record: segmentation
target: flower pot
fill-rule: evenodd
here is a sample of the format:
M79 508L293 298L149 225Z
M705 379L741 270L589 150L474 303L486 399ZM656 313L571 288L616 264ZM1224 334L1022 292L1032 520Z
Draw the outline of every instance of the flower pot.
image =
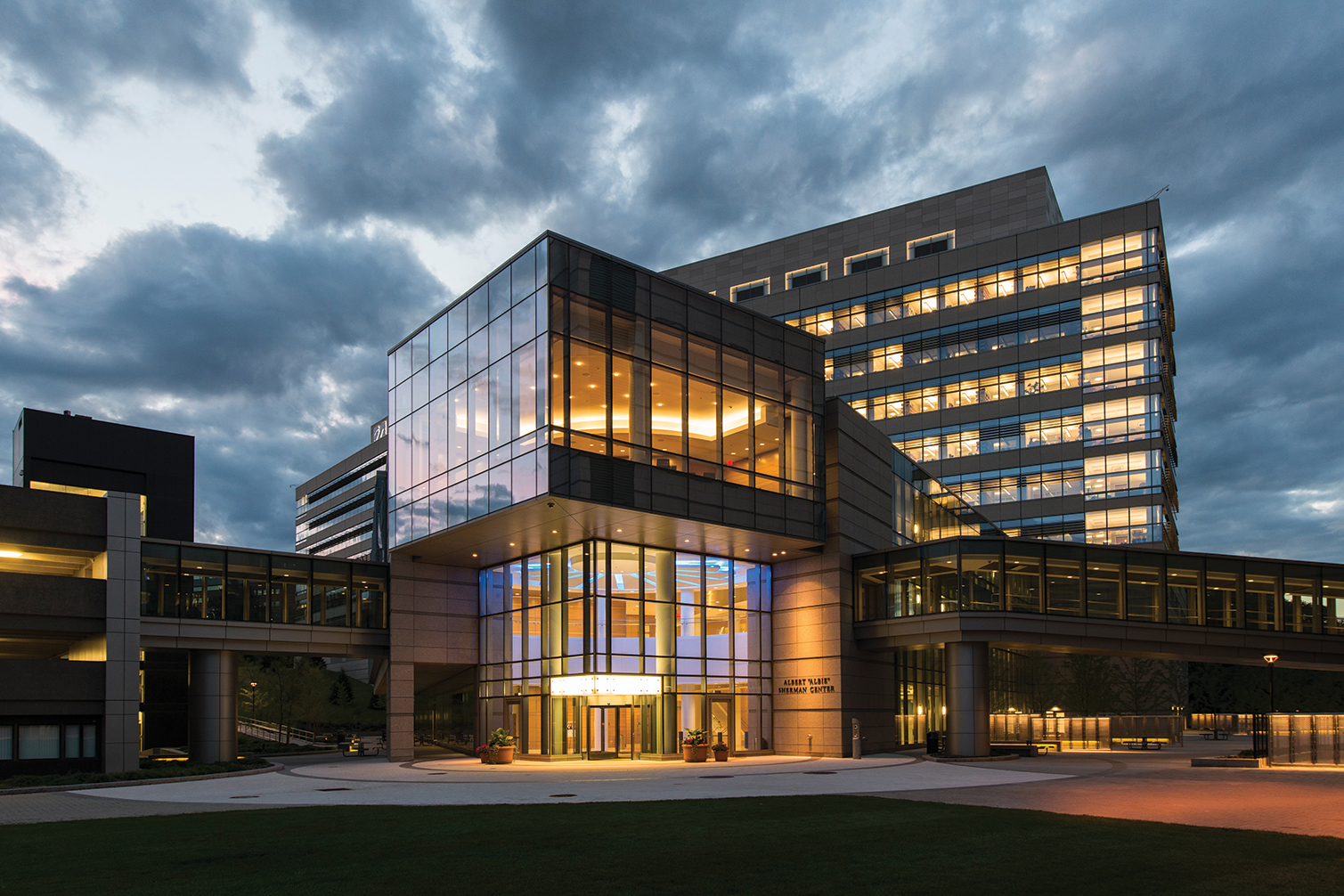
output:
M704 762L708 759L710 746L708 744L683 744L681 755L687 762Z

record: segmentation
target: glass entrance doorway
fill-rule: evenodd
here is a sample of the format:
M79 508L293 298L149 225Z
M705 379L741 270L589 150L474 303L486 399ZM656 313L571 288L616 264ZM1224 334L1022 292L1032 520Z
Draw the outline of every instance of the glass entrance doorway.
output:
M640 713L630 707L589 707L589 759L634 759L640 746Z
M724 743L728 754L737 752L732 736L732 697L710 695L710 743Z

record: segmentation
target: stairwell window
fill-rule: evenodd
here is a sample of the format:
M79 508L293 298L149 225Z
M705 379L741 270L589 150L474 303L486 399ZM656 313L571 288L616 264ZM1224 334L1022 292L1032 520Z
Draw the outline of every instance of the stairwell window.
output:
M827 265L813 265L812 267L804 267L802 270L789 271L784 275L785 289L798 289L800 286L812 286L813 283L820 283L827 279Z
M849 274L862 274L866 270L875 270L878 267L886 267L891 263L891 250L878 249L871 253L864 253L862 255L851 255L844 259L844 273L845 277Z
M933 236L921 236L906 243L906 261L923 258L925 255L937 255L956 247L957 231L954 230L949 230L945 234L934 234Z

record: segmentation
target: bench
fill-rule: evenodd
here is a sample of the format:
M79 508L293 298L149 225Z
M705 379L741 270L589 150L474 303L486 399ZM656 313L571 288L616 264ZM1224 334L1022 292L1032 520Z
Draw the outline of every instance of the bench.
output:
M1110 743L1125 744L1129 750L1161 750L1163 744L1169 744L1169 737L1111 737Z

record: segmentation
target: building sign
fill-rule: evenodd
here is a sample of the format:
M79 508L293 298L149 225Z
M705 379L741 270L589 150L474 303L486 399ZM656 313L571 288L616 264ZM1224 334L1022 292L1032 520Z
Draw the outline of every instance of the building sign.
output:
M551 695L556 697L656 693L663 693L663 680L657 676L563 676L551 678Z
M785 678L780 682L777 693L835 693L831 676L825 678Z

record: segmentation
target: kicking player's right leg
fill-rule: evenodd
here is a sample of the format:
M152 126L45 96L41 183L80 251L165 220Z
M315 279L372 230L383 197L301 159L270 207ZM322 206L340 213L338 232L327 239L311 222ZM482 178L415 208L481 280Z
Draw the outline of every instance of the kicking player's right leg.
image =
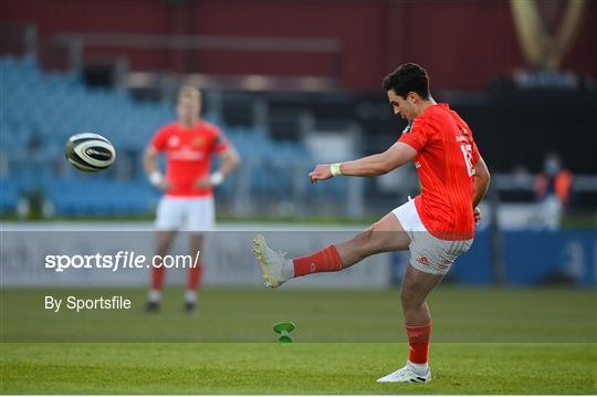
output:
M293 278L341 271L380 252L406 250L410 237L394 213L388 213L353 239L293 260L268 247L263 236L253 241L253 251L263 271L265 285L275 288Z

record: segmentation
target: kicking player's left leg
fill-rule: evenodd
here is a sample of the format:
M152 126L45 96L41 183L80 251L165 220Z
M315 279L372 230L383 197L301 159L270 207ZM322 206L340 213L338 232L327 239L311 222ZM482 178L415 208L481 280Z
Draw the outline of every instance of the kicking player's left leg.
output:
M253 241L253 251L263 271L265 285L275 288L306 274L335 272L380 252L406 250L409 234L394 213L388 213L353 239L293 260L268 247L263 236Z
M427 296L440 283L442 278L443 274L425 272L415 269L412 265L407 268L400 297L408 336L409 358L405 367L384 376L377 382L426 383L431 380L428 364L431 314L427 305Z

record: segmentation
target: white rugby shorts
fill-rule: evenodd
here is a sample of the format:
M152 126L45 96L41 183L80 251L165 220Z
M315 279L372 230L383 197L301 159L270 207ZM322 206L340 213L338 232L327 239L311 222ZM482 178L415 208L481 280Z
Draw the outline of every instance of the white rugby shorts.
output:
M216 228L213 197L164 196L158 203L157 230L210 231Z
M415 200L391 211L410 237L410 265L421 272L443 275L448 273L455 259L472 245L472 239L461 241L441 240L423 226Z

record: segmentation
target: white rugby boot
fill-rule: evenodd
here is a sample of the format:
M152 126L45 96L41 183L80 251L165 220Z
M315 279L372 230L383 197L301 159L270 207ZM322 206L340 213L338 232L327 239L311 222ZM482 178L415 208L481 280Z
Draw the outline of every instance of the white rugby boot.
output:
M415 366L407 362L402 368L384 376L383 378L377 379L378 383L389 383L389 382L411 382L425 384L431 382L431 369L427 367L427 373L420 374Z
M263 272L265 286L274 289L294 276L294 264L285 258L286 253L268 247L262 234L256 234L253 240L253 253Z

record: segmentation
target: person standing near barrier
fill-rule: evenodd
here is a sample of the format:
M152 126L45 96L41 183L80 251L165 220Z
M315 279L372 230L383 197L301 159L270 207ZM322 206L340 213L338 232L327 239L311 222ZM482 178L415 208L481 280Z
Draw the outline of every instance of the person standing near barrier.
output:
M201 119L201 93L185 86L178 95L178 121L161 127L147 147L144 167L149 181L163 190L155 227L157 229L156 255L165 257L178 230L190 232L190 252L202 250L203 232L216 222L213 187L220 185L233 171L240 157L232 144L217 126ZM157 157L166 154L166 175L157 166ZM211 157L222 158L220 169L210 173ZM201 282L202 264L188 270L185 310L191 312L197 304L197 291ZM158 263L151 268L151 285L146 310L156 312L161 302L166 269Z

###

JOB:
Could you repeat all of the material exactly? Pictures should not be copied.

COMPLETED EXERCISE:
record: segmentation
target: flower pot
fill-rule: evenodd
here is a sample of the format:
M79 508L293 298L149 225Z
M705 379L741 270L589 150L474 303L486 399ZM656 313L571 288L616 264ZM1224 334L1022 292L1032 520Z
Draw the outline of every instance of the flower pot.
image =
output:
M704 762L708 759L710 746L708 744L683 744L681 755L687 762Z

record: segmentation
target: glass entrance doorway
fill-rule: evenodd
here is a sample of the format:
M79 508L293 298L149 225Z
M705 379L741 270L589 150L474 303L486 399ZM656 313L571 288L616 264ZM1224 334L1022 292L1032 520Z
Draw the outline of every instance of the glass entrance doorway.
output:
M640 713L630 707L589 707L589 759L634 759L640 746Z
M724 743L728 754L737 752L732 736L732 697L710 695L710 743Z

record: segmentation
target: stairwell window
fill-rule: evenodd
here is a sample of the format:
M79 508L293 298L149 225Z
M705 379L741 270L589 150L474 303L486 399ZM656 313L571 288L616 264ZM1224 334L1022 292L1032 520Z
Draw the outline of every instance of the stairwell window.
output:
M827 265L813 265L812 267L804 267L802 270L789 271L784 275L785 289L798 289L800 286L812 286L813 283L820 283L827 279Z
M849 274L862 274L866 270L875 270L878 267L886 267L891 263L891 250L878 249L871 253L864 253L862 255L851 255L844 259L844 273L845 277Z
M933 236L921 236L906 243L906 261L923 258L925 255L937 255L956 247L957 231L954 230L949 230L945 234L934 234Z

record: segmentation
target: bench
fill-rule: evenodd
here is a sample of the format:
M79 508L293 298L149 225Z
M705 379L741 270L589 150L474 303L486 399ZM656 313L571 288L616 264ZM1224 334L1022 292L1032 520Z
Draw the outline of every instance of the bench.
output:
M1110 743L1125 744L1129 750L1161 750L1163 744L1169 744L1169 737L1111 737Z

record: segmentation
target: building sign
fill-rule: evenodd
here is a sample of the format:
M79 508L293 298L149 225Z
M705 379L741 270L589 150L474 303L486 399ZM656 313L571 288L616 264ZM1224 334L1022 292L1032 520Z
Draw the outline of every instance of the building sign.
output:
M551 695L556 697L656 693L663 693L663 680L657 676L563 676L551 678Z
M785 678L780 682L777 693L835 693L831 676L825 678Z

record: segmentation
target: kicking player's right leg
fill-rule: evenodd
here is a sample of the format:
M152 126L45 96L41 183L80 251L165 220Z
M315 279L372 230L383 197L301 159L270 207ZM322 206L340 213L338 232L327 239L311 222ZM482 178L415 208L481 280Z
Draw the outline of every instance of the kicking player's right leg.
image =
output:
M293 278L341 271L380 252L406 250L410 237L394 213L388 213L353 239L293 260L268 247L263 236L253 241L253 251L263 271L265 285L275 288Z

record: segmentation
target: kicking player's left leg
fill-rule: evenodd
here is a sample of the format:
M152 126L45 96L41 183L80 251L165 220Z
M315 279L372 230L383 197L301 159L270 207ZM322 206L340 213L338 232L327 239L311 222ZM482 178L415 208L481 280Z
Draw the outline of every instance of the kicking player's left leg.
output:
M253 241L253 251L263 271L265 285L275 288L306 274L335 272L380 252L406 250L409 234L394 213L388 213L353 239L293 260L268 247L263 236Z
M427 296L440 283L442 278L443 274L425 272L415 269L412 265L407 268L400 297L408 336L409 358L405 367L384 376L377 382L426 383L431 380L428 364L431 314L427 305Z

record: segmentation
target: white rugby shorts
fill-rule: evenodd
here is a sample of the format:
M152 126L45 96L41 183L80 251L165 220Z
M315 279L372 230L383 197L301 159L270 207ZM322 206L340 213L338 232L327 239L311 222ZM482 178L415 208L481 280Z
Draw the outline of every instance of the white rugby shorts.
output:
M216 228L213 197L164 196L158 203L157 230L210 231Z
M415 200L391 211L410 237L410 265L421 272L443 275L448 273L455 259L472 245L472 239L461 241L441 240L423 226Z

record: segmentation
target: white rugby boot
fill-rule: evenodd
here is a sample of the format:
M152 126L45 96L41 183L80 251L165 220Z
M315 279L372 230L383 197L301 159L270 207ZM322 206L340 213L338 232L327 239L311 222ZM482 178L415 208L481 280Z
Draw the outline of every instance of the white rugby boot.
output:
M415 366L407 362L402 368L384 376L383 378L377 379L378 383L389 383L389 382L411 382L425 384L431 382L431 369L427 367L427 373L420 374Z
M263 272L265 286L274 289L294 276L294 264L285 258L286 253L268 247L262 234L256 234L253 240L253 253Z

record: segmentation
target: person standing near barrier
fill-rule: evenodd
here is a sample of the format:
M152 126L45 96L41 183L80 251L165 220Z
M315 279L372 230L383 197L301 159L270 207ZM322 206L340 213L338 232L327 239L311 222ZM482 178L415 208L481 280Z
Draw the outline of every instance of the person standing near barrier.
output:
M201 119L201 93L185 86L178 95L178 121L161 127L147 147L144 167L149 181L163 190L155 227L157 229L156 255L165 257L178 230L190 232L190 252L202 250L203 232L216 222L213 187L220 185L233 171L240 157L232 144L217 126ZM157 157L166 154L166 175L157 166ZM211 157L222 158L220 169L210 173ZM201 282L202 264L188 270L185 310L191 312L197 304L197 291ZM158 263L151 268L151 285L146 310L156 312L161 302L166 269Z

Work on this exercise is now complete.